■ Exercise prompt
Whenever an image turns up, omit it and return the remaining data exactly.

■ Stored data

◆ ◆ ◆ ◆ ◆

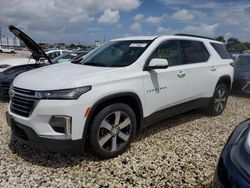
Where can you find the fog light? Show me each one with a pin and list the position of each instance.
(61, 124)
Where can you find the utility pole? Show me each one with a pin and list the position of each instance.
(1, 42)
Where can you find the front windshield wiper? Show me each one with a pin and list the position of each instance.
(94, 64)
(77, 61)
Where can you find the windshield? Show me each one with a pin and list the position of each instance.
(64, 58)
(243, 61)
(116, 53)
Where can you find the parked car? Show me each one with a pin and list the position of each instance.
(52, 54)
(242, 74)
(8, 63)
(7, 76)
(233, 169)
(12, 62)
(119, 88)
(7, 49)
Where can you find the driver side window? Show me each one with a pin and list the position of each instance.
(169, 50)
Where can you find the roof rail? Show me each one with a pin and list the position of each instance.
(188, 35)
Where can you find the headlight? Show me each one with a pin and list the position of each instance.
(74, 93)
(4, 66)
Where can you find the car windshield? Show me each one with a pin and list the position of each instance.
(64, 58)
(243, 61)
(116, 53)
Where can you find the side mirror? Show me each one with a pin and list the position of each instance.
(157, 63)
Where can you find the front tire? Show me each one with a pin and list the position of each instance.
(219, 100)
(112, 130)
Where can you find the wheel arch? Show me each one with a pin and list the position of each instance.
(129, 98)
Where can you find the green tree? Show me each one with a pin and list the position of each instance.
(221, 39)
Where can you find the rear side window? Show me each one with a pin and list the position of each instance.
(170, 51)
(221, 50)
(193, 52)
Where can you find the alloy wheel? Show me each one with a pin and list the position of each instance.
(220, 99)
(114, 131)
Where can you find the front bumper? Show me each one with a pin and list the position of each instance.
(227, 174)
(44, 110)
(4, 90)
(29, 137)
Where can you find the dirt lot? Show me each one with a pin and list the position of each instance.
(178, 152)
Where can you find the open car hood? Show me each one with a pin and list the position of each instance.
(35, 49)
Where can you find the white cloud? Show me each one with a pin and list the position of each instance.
(202, 29)
(183, 15)
(139, 18)
(164, 31)
(155, 19)
(109, 17)
(135, 27)
(52, 20)
(176, 2)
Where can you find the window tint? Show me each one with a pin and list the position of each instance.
(170, 51)
(221, 50)
(116, 53)
(193, 52)
(53, 55)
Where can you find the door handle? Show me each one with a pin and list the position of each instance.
(181, 74)
(213, 68)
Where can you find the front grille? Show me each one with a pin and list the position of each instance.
(23, 101)
(5, 84)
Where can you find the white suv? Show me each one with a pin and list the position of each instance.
(119, 88)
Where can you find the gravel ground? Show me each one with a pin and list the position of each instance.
(178, 152)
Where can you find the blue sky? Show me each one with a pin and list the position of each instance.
(89, 20)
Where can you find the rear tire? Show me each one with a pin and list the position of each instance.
(112, 130)
(219, 100)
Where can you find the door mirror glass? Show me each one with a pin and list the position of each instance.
(157, 63)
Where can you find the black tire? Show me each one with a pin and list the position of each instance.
(219, 100)
(106, 125)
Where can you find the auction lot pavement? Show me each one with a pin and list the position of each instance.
(177, 152)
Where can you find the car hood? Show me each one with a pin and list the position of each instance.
(15, 62)
(64, 76)
(36, 50)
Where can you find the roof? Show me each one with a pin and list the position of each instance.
(136, 38)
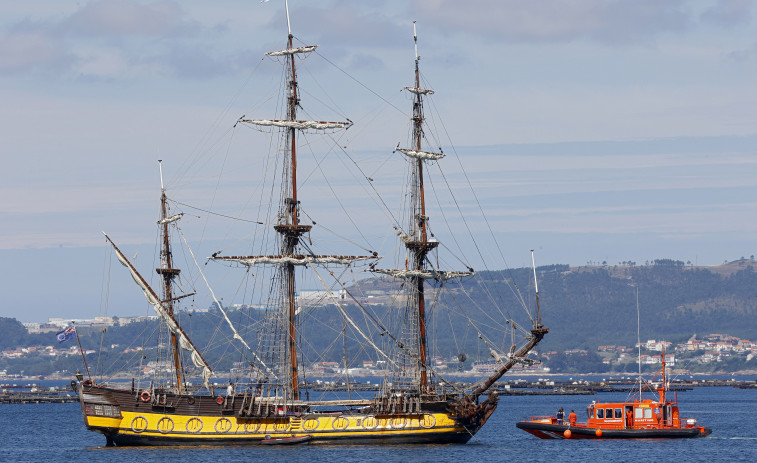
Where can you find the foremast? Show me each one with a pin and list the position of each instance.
(168, 273)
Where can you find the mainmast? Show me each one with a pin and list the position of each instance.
(289, 228)
(416, 240)
(168, 273)
(419, 247)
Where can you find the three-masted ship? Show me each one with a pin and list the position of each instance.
(415, 404)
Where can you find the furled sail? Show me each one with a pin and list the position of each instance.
(173, 218)
(293, 51)
(441, 275)
(299, 259)
(317, 125)
(424, 155)
(419, 91)
(170, 321)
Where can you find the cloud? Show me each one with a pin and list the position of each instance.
(115, 39)
(28, 49)
(728, 13)
(119, 18)
(549, 21)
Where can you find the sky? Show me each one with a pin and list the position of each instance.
(592, 130)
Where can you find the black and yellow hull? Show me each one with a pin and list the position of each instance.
(126, 419)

◆ ◆ ◆ ◆ ◆

■ Worked solution
Where can you find the fog light? Show me each one with a pin and list the position of each instance.
(61, 124)
Where can you find the utility pole? Show me each one with a pin and list the position of each instance.
(1, 42)
Where can you find the front windshield wiper? Show me each one with a pin and list the position of each instance.
(94, 64)
(77, 61)
Where can you find the windshield? Show me each one with a pin and list the position of each instance.
(64, 58)
(243, 61)
(116, 53)
Where can you find the parked car? Show me each one with a pin and list the position of each instance.
(52, 54)
(242, 74)
(8, 63)
(7, 76)
(233, 169)
(12, 62)
(119, 88)
(7, 49)
Where can you find the driver side window? Show me each one with a pin and list the position of each instance.
(169, 50)
Where can you find the roof rail? Show me each one with a pin and list the position of each instance.
(188, 35)
Where can you find the headlight? Show me each one with a pin and list the position of each instance.
(74, 93)
(4, 66)
Where can you find the car windshield? Show me each one with a pin and list the position of each instance.
(64, 58)
(243, 61)
(116, 53)
Where can you find the side mirror? Show me each one with a pin and list the position of each instance.
(157, 63)
Where can you find the front tire? Show me each one with a pin and list the position of each instance.
(219, 100)
(112, 130)
Where can you find the wheel arch? Show me each one with a pin and list the position of each instance.
(129, 98)
Where can you find the green tree? Show me each one with a pin and list the position of each instance.
(221, 39)
Where can you find the rear side window? Show me each one with a pin and list the position of each instance.
(170, 51)
(221, 50)
(193, 52)
Where can you find the alloy wheel? Show me each one with a pin and list the position of each instance.
(220, 99)
(114, 131)
Where can you find the front bumper? Show me each one with a pin and list the position of each instance.
(227, 174)
(44, 110)
(4, 90)
(29, 137)
Where can you find the dirt lot? Show me each one with a pin and list the position of each instance.
(178, 152)
Where can you find the open car hood? Show me each one with a pin and list the position of each instance.
(35, 49)
Where can you find the white cloud? Show me each one with a pin and list the position of each instance.
(202, 29)
(183, 15)
(139, 18)
(164, 31)
(155, 19)
(109, 17)
(135, 27)
(52, 20)
(176, 2)
Where can you find the window tint? Show me each one with a pin and list the position of each instance.
(170, 51)
(221, 50)
(116, 53)
(193, 52)
(53, 55)
Where can you find the door handle? Show me each one with a pin and list the position of each instance.
(181, 74)
(213, 68)
Where can you find the front grille? Show me each one with a pin and list the position of each instance.
(23, 101)
(5, 84)
Where can you find the white suv? Show me each one with a pin and list the position of each instance.
(119, 88)
Where can you find the gravel ground? Show me each one with a pin and list the position of each instance.
(178, 152)
Where can you find the blue sky? Show me each one with a pin and list the position of each instance.
(89, 20)
Where can you find the rear tire? Show me each one with a pin and list the position of each instance.
(112, 130)
(219, 100)
Where can you find the door mirror glass? Show me each one with a pin and list the position of each instance.
(157, 63)
Where can you find the black tire? Show me each one with a pin and list the position of each instance.
(219, 100)
(106, 125)
Where can you find the auction lot pavement? Show me each one with a pin and list the position of each instance.
(177, 152)
Where can you find the car hood? Show me each one with a pin and list the position of each instance.
(15, 62)
(64, 76)
(36, 50)
Where can you find the roof? Show me each one with a pin and list the position of each instance.
(136, 38)
Where can you find the foremast? Show me each one with a pin and list the position of each instance.
(168, 273)
Where can you find the mainmast? Show me each one with a pin and list the position of each instance.
(289, 228)
(416, 240)
(168, 273)
(419, 247)
Where can you find the three-masted ship? Show me each one with a pin and list the position of each instance.
(415, 404)
Where can you find the furled sail? Show me each one with a pin and list the position of each instance.
(173, 218)
(293, 51)
(441, 275)
(299, 259)
(317, 125)
(424, 155)
(419, 91)
(170, 321)
Where can you find the cloud? Show me each one with a pin and list the position of each instance.
(115, 39)
(28, 49)
(728, 13)
(119, 18)
(549, 21)
Where can you find the sky? Show me each one with a pin and list the position of each instance.
(592, 130)
Where can you find the black and yellow hull? Show me each one with a pin and list the position of each instance.
(126, 419)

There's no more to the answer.